-- TEXT EXCERPT --
• • • • • • •

Personal Python library to make usual data science workflow easy.
I created this package to lessen my time when doing ds task. All of the features that I've established were tested in real world problems. Feel free to contribute and suggest for further improvement.
pip install easyds
Gives an usual cleaning to your data.
import pandas as pd
from easyds.data_cleaner import basic_clean
# create sample data
df = pd.DataFrame()
str_numbers = ['1', '2', '3']
df['str_Numbers'] = str_numbers
str_date = ['1998/10/29', '1998/10/30', '1998/10/31']
df['STR DaTe'] = str_date
str_float = ['1.0', '1.3', '4.4 ']
df['Str Float'] = str_float
numbers = [1, '2', '3']
df['NuMbeRs'] = numbers
str_Numbers | STR DaTe | Str Float | NuMbeRs |
---|---|---|---|
1 | 1998/10/29 | 1.0 | 1 |
2 | 1998/10/30 | 1.3 | 2 |
3 | 1998/10/31 | 4.4 | 3 |
df.dtypes
str_Numbers object
STR DaTe object
Str Float object
NuMbeRs object
After basic_clean,
str_numbers | str_date | str_float | numbers |
---|---|---|---|
1 | 1998/10/29 | 1.0 | 1 |
2 | 1998/10/30 | 1.3 | 2 |
3 | 1998/10/31 | 4.4 | 3 |
df.dtypes
str_numbers int64
str_date datetime64[ns]
str_float float64
numbers int64
Clean the corpus input into its most useful form. This is helpful for those interested in text analysis.

• • • • • • •

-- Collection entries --
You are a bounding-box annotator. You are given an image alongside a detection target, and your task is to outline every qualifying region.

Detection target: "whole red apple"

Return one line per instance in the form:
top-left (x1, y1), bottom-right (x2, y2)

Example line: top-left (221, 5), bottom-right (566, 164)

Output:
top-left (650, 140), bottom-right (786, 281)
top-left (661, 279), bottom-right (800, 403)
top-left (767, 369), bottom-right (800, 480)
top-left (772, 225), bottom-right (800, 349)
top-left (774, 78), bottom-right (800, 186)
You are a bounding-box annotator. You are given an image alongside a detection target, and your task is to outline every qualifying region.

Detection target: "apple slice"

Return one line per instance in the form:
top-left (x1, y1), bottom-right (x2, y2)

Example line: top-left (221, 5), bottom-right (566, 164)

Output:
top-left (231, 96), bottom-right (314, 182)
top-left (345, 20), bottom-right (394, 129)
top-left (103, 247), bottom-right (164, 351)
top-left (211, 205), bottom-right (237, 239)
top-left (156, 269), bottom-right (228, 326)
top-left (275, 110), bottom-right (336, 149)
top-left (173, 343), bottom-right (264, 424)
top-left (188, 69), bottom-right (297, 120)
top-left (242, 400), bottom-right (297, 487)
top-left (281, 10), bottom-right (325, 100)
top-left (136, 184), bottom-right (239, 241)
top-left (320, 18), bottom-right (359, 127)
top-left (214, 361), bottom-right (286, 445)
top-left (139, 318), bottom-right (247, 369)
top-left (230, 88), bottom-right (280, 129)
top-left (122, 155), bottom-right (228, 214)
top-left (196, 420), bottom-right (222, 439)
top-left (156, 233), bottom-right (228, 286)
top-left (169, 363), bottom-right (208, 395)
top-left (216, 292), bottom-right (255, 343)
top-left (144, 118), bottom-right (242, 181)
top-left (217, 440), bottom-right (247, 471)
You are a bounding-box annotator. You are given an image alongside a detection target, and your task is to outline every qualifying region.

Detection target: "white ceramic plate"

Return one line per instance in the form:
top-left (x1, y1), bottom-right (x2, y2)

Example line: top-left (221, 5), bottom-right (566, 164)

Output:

• • • • • • •

-- SET OF TASKS --
1) Summarize the text on the easyds package in two sentences.
2) Answer these questions using the text on the easyds package:
(a) What command installs the package?
(b) From which module is basic_clean imported?
(c) After basic_clean, what dtype does the str_date column have?
3) Pick up the text on the easyds package after its final sentence and continue it.
This listing of collection entries is material separate from the text on the easyds package.

-- TASK-BY-TASK RESULTS --
1) The easyds package is a personal Python library, installed with "pip install easyds," that was created to save time on data science tasks, and its features were tested on real-world problems. Its basic_clean function gives data a usual cleaning: in the example it renames columns such as "STR DaTe" to lowercase names like "str_date" and converts object columns to int64, datetime64[ns] and float64 types.

2)
(a) pip install easyds
(b) easyds.data_cleaner
(c) datetime64[ns]

3)
Sample usage
import pandas as pd
from easyds.text_cleaner import feature_extraction
# create sample data
df = pd.DataFrame()
comments = ['This is good and easy to install', 'Ang bagal ng internet', 'Sana mas pabilisan pa ang serbisyo']
df['comments'] = comments
# i define my own collection of stop words
stop_words = ['ng', 'ikaw', 'and', 'is', 'pa', 'ang']
comments |
---|
This is good and easy to install |
Ang bagal ng internet |
Sana mas pabilisin pa ang serbisyo |
After feature_extraction,
df = feature_extraction(df, 'comments', stop_words)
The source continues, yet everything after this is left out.